*** Source data

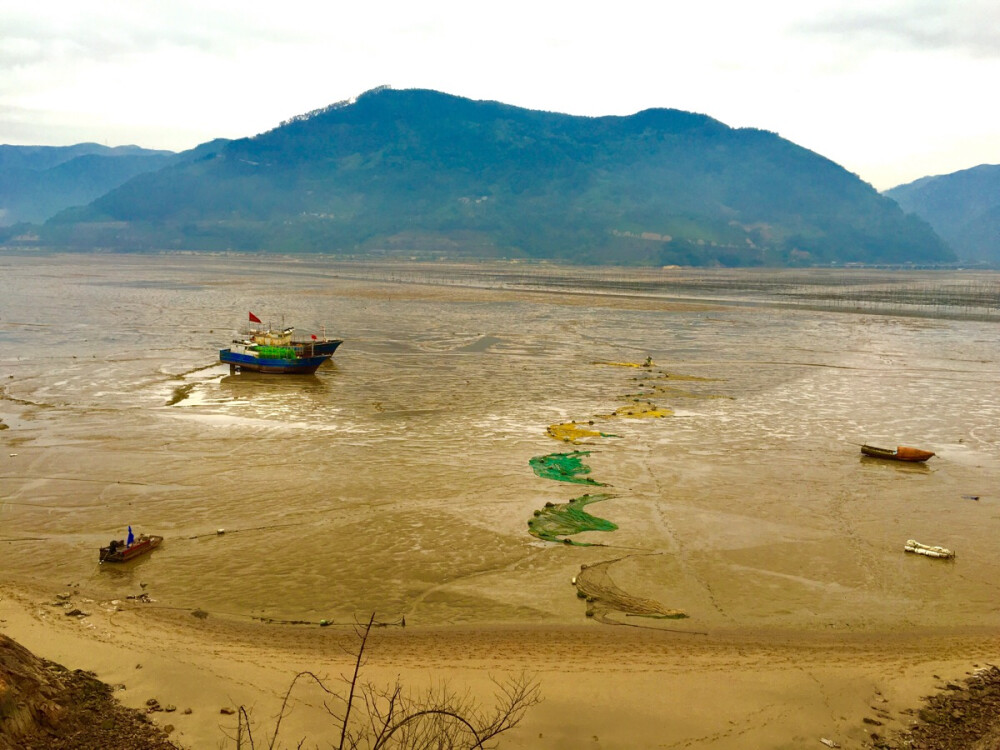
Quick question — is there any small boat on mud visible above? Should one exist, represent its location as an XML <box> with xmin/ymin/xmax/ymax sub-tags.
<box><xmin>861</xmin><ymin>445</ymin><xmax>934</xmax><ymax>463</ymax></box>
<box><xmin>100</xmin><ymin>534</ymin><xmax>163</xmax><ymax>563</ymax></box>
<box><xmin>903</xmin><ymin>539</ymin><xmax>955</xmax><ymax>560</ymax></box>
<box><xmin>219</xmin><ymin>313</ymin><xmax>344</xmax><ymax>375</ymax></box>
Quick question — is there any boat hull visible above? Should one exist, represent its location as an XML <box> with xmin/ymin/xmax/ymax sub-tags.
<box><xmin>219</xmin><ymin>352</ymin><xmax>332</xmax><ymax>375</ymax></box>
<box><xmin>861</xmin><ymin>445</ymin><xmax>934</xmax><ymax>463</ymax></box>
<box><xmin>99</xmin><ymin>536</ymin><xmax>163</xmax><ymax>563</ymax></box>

******
*** Source data

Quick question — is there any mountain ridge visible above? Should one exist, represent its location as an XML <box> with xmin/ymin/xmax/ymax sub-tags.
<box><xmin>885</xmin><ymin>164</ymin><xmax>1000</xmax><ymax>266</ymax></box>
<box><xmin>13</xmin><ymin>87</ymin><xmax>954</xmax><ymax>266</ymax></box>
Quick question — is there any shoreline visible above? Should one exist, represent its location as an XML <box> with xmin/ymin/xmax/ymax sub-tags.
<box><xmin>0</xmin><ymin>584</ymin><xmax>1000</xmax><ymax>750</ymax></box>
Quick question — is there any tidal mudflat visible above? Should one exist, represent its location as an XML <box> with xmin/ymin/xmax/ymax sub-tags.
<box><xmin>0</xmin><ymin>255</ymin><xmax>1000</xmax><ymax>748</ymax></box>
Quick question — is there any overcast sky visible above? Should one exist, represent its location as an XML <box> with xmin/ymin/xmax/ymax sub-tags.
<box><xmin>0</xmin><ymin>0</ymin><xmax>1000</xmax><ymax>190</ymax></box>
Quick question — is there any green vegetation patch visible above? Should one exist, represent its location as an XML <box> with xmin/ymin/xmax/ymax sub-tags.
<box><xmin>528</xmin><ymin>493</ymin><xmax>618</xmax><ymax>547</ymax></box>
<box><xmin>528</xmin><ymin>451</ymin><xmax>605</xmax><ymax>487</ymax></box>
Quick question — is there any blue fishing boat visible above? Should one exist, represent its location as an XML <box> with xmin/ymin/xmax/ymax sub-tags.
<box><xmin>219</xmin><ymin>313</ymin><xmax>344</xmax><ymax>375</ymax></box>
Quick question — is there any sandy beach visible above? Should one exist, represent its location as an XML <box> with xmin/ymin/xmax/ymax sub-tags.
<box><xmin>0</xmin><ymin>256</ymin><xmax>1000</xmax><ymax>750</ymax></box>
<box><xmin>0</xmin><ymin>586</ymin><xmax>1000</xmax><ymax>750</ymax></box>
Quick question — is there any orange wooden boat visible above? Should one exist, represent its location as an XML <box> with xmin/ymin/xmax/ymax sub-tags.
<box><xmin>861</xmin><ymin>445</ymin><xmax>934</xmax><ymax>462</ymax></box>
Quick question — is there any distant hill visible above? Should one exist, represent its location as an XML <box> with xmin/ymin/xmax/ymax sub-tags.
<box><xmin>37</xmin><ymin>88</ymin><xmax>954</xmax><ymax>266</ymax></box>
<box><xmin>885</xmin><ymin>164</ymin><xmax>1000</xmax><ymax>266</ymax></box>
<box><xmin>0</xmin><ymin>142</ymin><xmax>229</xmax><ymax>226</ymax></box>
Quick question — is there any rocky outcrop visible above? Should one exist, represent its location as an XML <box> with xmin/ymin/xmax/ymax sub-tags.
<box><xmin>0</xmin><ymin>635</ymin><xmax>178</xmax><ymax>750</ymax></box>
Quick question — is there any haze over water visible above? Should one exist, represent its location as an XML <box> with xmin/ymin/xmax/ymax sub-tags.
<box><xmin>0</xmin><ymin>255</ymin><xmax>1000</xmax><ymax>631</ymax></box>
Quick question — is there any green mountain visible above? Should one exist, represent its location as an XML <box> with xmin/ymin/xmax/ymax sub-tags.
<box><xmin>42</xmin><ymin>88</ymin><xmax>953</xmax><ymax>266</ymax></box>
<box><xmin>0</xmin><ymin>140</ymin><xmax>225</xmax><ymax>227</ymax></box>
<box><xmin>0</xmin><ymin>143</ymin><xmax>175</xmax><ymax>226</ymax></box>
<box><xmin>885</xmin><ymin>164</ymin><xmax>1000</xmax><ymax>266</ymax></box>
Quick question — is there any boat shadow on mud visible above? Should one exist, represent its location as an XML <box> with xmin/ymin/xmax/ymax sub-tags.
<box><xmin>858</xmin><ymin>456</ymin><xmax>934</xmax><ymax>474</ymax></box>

******

▶ _The exercise_: List every line in the two blocks above that contains the string "green". Case counts.

▶ _Full response_:
Quick question — is there any green vegetation patch visible above? Should one exist, represent its location as an XML <box> with xmin/ymin/xmax/ymax sub-tags.
Quick question — is there any green mountain visible above? Should one exist, represent its location as an XML <box> with xmin/ymin/xmax/ymax sub-tags.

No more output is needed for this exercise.